[Recorded data]
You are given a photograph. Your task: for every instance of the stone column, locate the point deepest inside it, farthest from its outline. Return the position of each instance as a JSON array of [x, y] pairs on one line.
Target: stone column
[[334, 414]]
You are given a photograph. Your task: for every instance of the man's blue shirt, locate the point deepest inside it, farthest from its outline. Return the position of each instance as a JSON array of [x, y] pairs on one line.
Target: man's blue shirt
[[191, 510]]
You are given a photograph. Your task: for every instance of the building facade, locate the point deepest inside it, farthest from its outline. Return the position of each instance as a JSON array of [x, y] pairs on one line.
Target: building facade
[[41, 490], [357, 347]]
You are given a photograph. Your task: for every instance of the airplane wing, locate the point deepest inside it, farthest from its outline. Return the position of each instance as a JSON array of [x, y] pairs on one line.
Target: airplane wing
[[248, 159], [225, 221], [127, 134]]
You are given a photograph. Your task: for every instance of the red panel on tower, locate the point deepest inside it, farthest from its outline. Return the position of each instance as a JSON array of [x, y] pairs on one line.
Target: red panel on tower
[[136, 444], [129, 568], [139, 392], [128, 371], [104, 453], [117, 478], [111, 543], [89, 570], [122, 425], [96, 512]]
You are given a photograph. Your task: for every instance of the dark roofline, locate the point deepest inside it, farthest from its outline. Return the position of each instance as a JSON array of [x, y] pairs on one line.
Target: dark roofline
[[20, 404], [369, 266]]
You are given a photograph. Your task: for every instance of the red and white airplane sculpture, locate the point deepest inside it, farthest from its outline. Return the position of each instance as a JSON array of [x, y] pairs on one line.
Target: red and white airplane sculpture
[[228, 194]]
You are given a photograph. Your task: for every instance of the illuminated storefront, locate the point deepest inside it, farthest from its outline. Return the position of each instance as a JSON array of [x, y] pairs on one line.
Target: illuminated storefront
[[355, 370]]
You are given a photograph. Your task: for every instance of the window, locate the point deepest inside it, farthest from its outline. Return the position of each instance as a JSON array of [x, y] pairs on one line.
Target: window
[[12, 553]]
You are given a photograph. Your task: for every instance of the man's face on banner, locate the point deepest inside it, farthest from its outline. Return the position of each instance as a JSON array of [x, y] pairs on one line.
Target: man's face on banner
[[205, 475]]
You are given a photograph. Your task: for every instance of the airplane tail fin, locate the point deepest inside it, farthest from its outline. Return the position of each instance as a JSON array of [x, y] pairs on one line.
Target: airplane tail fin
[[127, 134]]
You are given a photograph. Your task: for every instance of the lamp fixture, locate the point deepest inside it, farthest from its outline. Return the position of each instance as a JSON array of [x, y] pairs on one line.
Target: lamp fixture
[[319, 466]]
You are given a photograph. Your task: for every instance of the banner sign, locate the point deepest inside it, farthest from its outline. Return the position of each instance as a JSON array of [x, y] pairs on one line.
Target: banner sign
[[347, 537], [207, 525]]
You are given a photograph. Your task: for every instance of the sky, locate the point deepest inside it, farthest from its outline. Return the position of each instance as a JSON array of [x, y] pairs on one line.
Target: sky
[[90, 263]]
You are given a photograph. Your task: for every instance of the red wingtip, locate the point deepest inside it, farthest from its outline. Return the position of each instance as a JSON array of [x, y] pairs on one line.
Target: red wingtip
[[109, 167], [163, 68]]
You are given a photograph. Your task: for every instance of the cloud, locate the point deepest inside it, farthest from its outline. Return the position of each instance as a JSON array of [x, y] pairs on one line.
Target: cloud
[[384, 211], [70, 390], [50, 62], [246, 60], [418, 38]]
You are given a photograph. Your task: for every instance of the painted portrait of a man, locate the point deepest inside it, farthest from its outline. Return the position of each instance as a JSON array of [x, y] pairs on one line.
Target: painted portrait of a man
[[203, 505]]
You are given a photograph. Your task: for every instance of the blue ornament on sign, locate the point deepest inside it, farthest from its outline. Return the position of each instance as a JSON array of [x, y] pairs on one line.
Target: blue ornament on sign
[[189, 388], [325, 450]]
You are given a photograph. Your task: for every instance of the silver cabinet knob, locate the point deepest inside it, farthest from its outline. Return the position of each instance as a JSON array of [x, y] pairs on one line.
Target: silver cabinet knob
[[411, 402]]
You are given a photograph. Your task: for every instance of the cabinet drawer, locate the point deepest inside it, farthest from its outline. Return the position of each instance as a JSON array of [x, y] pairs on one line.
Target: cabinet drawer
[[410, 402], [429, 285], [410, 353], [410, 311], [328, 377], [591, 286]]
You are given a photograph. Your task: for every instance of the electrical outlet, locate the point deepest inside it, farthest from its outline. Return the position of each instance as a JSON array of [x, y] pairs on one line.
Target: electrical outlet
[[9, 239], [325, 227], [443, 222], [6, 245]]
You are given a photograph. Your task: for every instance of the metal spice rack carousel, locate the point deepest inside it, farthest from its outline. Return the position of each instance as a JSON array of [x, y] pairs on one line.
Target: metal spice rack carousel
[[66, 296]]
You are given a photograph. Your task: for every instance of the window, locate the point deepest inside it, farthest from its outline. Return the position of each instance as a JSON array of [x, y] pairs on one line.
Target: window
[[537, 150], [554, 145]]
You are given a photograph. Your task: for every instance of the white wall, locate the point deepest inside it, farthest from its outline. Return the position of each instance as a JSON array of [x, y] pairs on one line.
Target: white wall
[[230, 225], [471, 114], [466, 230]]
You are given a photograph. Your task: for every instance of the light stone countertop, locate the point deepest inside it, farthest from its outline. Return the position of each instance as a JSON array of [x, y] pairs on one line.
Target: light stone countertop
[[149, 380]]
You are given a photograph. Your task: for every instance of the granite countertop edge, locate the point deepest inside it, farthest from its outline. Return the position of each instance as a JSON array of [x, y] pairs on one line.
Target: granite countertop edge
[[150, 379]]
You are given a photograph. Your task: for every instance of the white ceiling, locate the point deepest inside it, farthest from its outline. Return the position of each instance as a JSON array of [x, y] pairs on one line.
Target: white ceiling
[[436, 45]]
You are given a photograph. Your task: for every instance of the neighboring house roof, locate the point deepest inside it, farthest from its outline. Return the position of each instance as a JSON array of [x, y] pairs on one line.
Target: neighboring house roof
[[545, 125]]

■ What needs to be done: Please lay out every line of the records above as a Markdown table with two columns, No. and Entry, numbering the lines in order and skipping any blank lines.

■ Exercise answer:
| No. | Entry |
|---|---|
| 1 | You are given a photograph. Your task: for every instance of the stone column, locate the point deepest inside it, farthest from its outline. Return the position of each instance as a JSON array of [x, y] pairs on one line. |
| 2 | Target: stone column |
| 3 | [[334, 414]] |
| 4 | You are given a photograph. Your task: for every instance of the man's blue shirt, locate the point deepest inside it, farthest from its outline. Return the position of each instance as a JSON array of [x, y] pairs on one line. |
| 5 | Target: man's blue shirt |
| 6 | [[191, 510]] |
| 7 | You are given a photograph. Your task: for every instance of the building facade, locate the point deepest inside it, farthest from its outline. Return the position of each instance as a JSON array of [x, y] pairs on one line. |
| 8 | Target: building facade |
| 9 | [[41, 490], [357, 347]] |
| 10 | You are given a photograph. Your task: for every instance of the airplane wing, locate the point deepest inside it, farthest from its outline. Return the position of each instance as a JSON array of [x, y] pairs on one line. |
| 11 | Target: airplane wing |
| 12 | [[248, 159], [225, 221], [127, 134]] |
| 13 | You are given a photograph. Your task: for every instance of the red panel on tower, locate the point deepest inside it, farthest from its outline. Return the position of each instance as a JSON array of [x, y] pairs on one line. |
| 14 | Target: red panel on tower |
| 15 | [[136, 444], [129, 568], [139, 392], [128, 371], [104, 453], [117, 478], [111, 543], [89, 570], [122, 425], [96, 512]] |
| 16 | You are given a photograph. Your task: for every instance of the dark roofline, locate the point deepest inside it, farthest from its outline. Return the position of each instance as a JSON array of [x, y] pairs on one line. |
| 17 | Target: dark roofline |
| 18 | [[20, 404], [369, 266]] |
| 19 | You are given a photograph. Your task: for every instance of the red and white airplane sculpture, locate the point deepest inside it, farthest from its outline. Return the position of each instance as a JSON array of [x, y] pairs on one line. |
| 20 | Target: red and white airplane sculpture |
| 21 | [[228, 194]] |
| 22 | You are given a photograph. Your task: for every instance of the illuminated storefront, locate the point deepest inside it, farthest from its outline. Return the position of each instance as a JSON array of [x, y] pairs on one line. |
| 23 | Target: illuminated storefront |
| 24 | [[355, 370]] |
| 25 | You are given a photograph. Your task: for every instance of the window, locate the point deepest inside it, farthest from its outline. Return the position of each instance as a JSON array of [x, y] pairs on one line. |
| 26 | Target: window |
| 27 | [[12, 553]] |
| 28 | You are given a photograph. Your task: for every instance of the man's face on banner, locate the point deepest inside it, farthest from its outline. Return the position of each instance as a JSON array of [x, y] pairs on one line. |
| 29 | Target: man's face on banner |
| 30 | [[205, 475]] |
| 31 | You are given a photograph. Your task: for every instance of the airplane tail fin, locate the point deepest inside it, farthest from its outline. Return the position of each instance as a JSON array of [x, y] pairs on one line. |
| 32 | Target: airplane tail fin |
| 33 | [[127, 134]] |
| 34 | You are given a photograph. Your task: for every instance of the lamp fixture, locate the point deepest inside it, farthest from its outline. Return the position of each instance as a JSON array of [x, y] pairs on one line. |
| 35 | Target: lamp fixture |
| 36 | [[319, 466]] |
| 37 | You are given a photograph. Your task: for every instance of the banner sign, locate the point deepest inside it, farthest from its outline. Return the position of each instance as a JSON array of [x, y] pairs on one line. |
| 38 | Target: banner sign |
| 39 | [[347, 537], [207, 525]] |
| 40 | You are given a photograph. Your task: for every instance of the sky, locate the point deepest inside it, farthest from its outline. Return the position of each instance as a JSON array of [x, y] pairs on one line. |
| 41 | Target: sky |
| 42 | [[90, 263]] |
| 43 | You are given a photograph. Your task: for every instance of the red wingtip, locate the point deepest inside it, farthest from its outline. Return the position of each instance as a JSON array of [x, y] pairs on one line. |
| 44 | Target: red wingtip |
| 45 | [[109, 167], [163, 68]] |
| 46 | You are given a photograph. Your task: for every instance of the cloud, locate the point deepest inside it, farthest from its outline. Return the position of each instance as a JSON array of [x, y] pairs on one line. |
| 47 | Target: cloud |
| 48 | [[384, 211], [70, 390], [50, 62], [246, 60], [418, 38]] |
| 49 | You are given a photograph. Your task: for every instance of the painted portrait of a man, locate the point deepest inside it, farthest from its outline. Return the position of each instance as a JSON array of [x, y] pairs on one line. |
| 50 | Target: painted portrait of a man |
| 51 | [[203, 505]] |
| 52 | You are given a photograph. Your task: for every instance of the blue ornament on sign, locate the point deepest inside it, farthest from its outline. Return the position of each instance as a JSON array of [x, y] pairs on one line. |
| 53 | Target: blue ornament on sign |
| 54 | [[189, 388], [325, 450]] |
| 55 | You are given a photograph. Your task: for every instance of the silver cabinet knob, locate the point deepest inside it, farthest from its outline. Return the position of each instance as a JSON array of [x, y] pairs on one line. |
| 56 | Target: silver cabinet knob |
| 57 | [[411, 402]] |
| 58 | You are given a photograph. Your task: for every instance of the cabinet drawer, locate the point deepest inside it, farthest from its outline. Return the position of each instance as a JSON array of [x, y] pairs on one line. |
| 59 | Target: cabinet drawer |
| 60 | [[410, 402], [429, 285], [410, 353], [410, 311], [328, 377], [591, 286]] |
| 61 | You are given a photograph. Your task: for every instance of the electrical outlet, locate the point deepest inside it, farthest from its outline. Return the position of each instance as a JSON array of [x, y] pairs on one line. |
| 62 | Target: electrical outlet |
| 63 | [[9, 239], [325, 227], [443, 222], [6, 245]] |
| 64 | You are given a photograph. Your task: for every instance of the metal spice rack carousel, locate the point deepest inside it, farthest from its outline. Return the position of each instance as a JSON array of [x, y] pairs on one line. |
| 65 | Target: metal spice rack carousel |
| 66 | [[66, 296]] |
| 67 | You are given a photograph. Your task: for every instance of the window, locate the point deepest inside it, farthest from its outline. Return the position of each instance as a JSON array of [x, y] pairs on one line. |
| 68 | Target: window |
| 69 | [[537, 150], [554, 145]] |
| 70 | You are given a photograph. Your task: for every instance of the white wall, locate the point deepest inside it, farthest from its outline. Return the position of each instance as a JSON array of [x, y] pairs on one line. |
| 71 | Target: white wall |
| 72 | [[230, 225], [471, 114], [466, 230]] |
| 73 | You are given a photograph. Your task: for every instance of the light stone countertop, locate the point deepest inside it, farthest from its outline. Return the position of each instance as a JSON array of [x, y] pairs on one line. |
| 74 | Target: light stone countertop |
| 75 | [[149, 380]] |
| 76 | You are given a photograph. Your task: for every instance of the granite countertop edge, locate the point deepest inside it, farthest from its outline. Return the position of each instance as a JSON array of [x, y] pairs on one line. |
| 77 | Target: granite countertop edge |
| 78 | [[150, 379]] |
| 79 | You are given a photograph. Your task: for every instance of the white ceiling, locate the point deepest inside it, farthest from its outline. Return the position of each instance as a JSON array of [x, y] pairs on one line. |
| 80 | Target: white ceiling |
| 81 | [[436, 45]] |
| 82 | You are given a photograph. Your task: for every instance of the neighboring house roof, locate the point deepest inside it, farthest from its outline. Return the position of each instance as a JSON array of [x, y] pairs on one line. |
| 83 | Target: neighboring house roof |
| 84 | [[545, 125]] |